# Task to carry out
Each record must be retyped in full. No character may differ.
══════════
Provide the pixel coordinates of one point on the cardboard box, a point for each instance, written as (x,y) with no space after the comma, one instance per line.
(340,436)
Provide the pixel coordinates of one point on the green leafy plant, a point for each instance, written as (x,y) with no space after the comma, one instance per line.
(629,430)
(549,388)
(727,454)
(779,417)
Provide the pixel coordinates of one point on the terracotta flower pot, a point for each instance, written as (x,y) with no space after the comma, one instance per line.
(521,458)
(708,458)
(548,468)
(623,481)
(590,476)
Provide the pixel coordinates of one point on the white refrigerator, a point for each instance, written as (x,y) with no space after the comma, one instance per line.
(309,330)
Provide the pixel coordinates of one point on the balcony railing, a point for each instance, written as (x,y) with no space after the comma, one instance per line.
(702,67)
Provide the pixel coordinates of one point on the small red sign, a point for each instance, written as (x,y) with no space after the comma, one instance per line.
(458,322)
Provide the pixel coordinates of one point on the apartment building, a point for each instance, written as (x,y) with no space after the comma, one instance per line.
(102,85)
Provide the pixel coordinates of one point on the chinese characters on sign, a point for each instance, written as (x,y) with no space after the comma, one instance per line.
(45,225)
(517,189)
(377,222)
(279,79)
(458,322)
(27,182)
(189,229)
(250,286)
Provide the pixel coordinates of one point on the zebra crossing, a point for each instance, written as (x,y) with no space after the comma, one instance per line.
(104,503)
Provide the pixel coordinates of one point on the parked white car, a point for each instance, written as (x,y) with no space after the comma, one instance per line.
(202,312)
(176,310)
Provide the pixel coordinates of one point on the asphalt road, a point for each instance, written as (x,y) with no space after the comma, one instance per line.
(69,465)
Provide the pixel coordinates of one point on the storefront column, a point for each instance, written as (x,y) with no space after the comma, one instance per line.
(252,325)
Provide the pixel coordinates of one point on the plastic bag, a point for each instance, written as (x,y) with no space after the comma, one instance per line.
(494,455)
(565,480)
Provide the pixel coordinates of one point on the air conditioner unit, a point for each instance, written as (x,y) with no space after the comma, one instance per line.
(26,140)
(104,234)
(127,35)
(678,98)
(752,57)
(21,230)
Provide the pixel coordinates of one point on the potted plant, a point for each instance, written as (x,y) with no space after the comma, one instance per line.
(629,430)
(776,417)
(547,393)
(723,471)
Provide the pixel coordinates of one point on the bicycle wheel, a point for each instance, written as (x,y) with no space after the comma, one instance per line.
══════════
# Result of the task
Provide the pixel coordinates of one point on the cardboard box, a point for each instance, written as (x,y) with no space after the comma, one instance per line.
(340,436)
Provide the pixel coordinates of one point on the green leafy plant, a point for each instance, written as (x,y) with no space after the comma, one instance per line.
(629,430)
(549,388)
(727,454)
(779,417)
Provide the pixel coordinates of one point on the terracotta flower pot, a point for each instance, written as (x,y) with no space after the comma, one instance per line.
(521,458)
(708,458)
(548,468)
(623,481)
(590,476)
Provide the pixel coordinates of one point on the white refrigerator, a point for each instance, written as (x,y) with no space after the comma, one instance per line.
(309,330)
Provide the pixel coordinates of one point on the balcony railing, a point for each instance, written as (x,y) with no space after the comma, one instance per line.
(702,67)
Provide the pixel coordinates of one point on the small red sign, a point for each instance, written as (x,y) with no space after the comma, one instance per line.
(458,322)
Provide the pixel coordinates of one point on the apartment building, a point for each instance, written as (x,y) with no space after the comma, one instance per line.
(102,85)
Provide the pixel coordinates of one point on the chinese characters on sign, a point for each instance, written as (x,y) with no space after the comma, one instance per line.
(45,225)
(517,189)
(377,222)
(279,79)
(458,322)
(27,182)
(189,229)
(250,286)
Provide the pixel coordinates of one point on the zebra crossing, a point for each instance, written as (x,y) with no space after the comma, one instance per line.
(104,503)
Provide the pixel coordinates of one point on the parked white car, a point for each instance, written as (x,y) with no space after the comma, one instance per line.
(202,312)
(176,310)
Provide the pixel coordinates of one point on the asphalt road, a point for each instance, written as (x,y) with no space after the comma, one instance per line.
(69,465)
Provide the pixel coordinates of one point on the storefront column, a point for each instance, written as (x,y) with no space after the comma, one instance per line.
(252,325)
Provide the pixel coordinates of one point on the plastic bag, a point for each instance, written as (x,y) with no space after the comma, one instance per line.
(494,455)
(565,480)
Provide the pixel coordinates of one point on the air conditioner unit, a point for each instance, written as (x,y) with no space after the comma, one instance per line.
(26,140)
(104,234)
(127,35)
(678,98)
(752,57)
(21,230)
Provide the pixel coordinates of one point on the potted plant, a point for each instance, written as (x,y) with no space after the comma, one instance per line.
(629,430)
(776,417)
(547,393)
(723,471)
Provide the pixel coordinates of one point on the bicycle wheel, a point for each instance, written as (x,y) with no space after the comma, one instance per line.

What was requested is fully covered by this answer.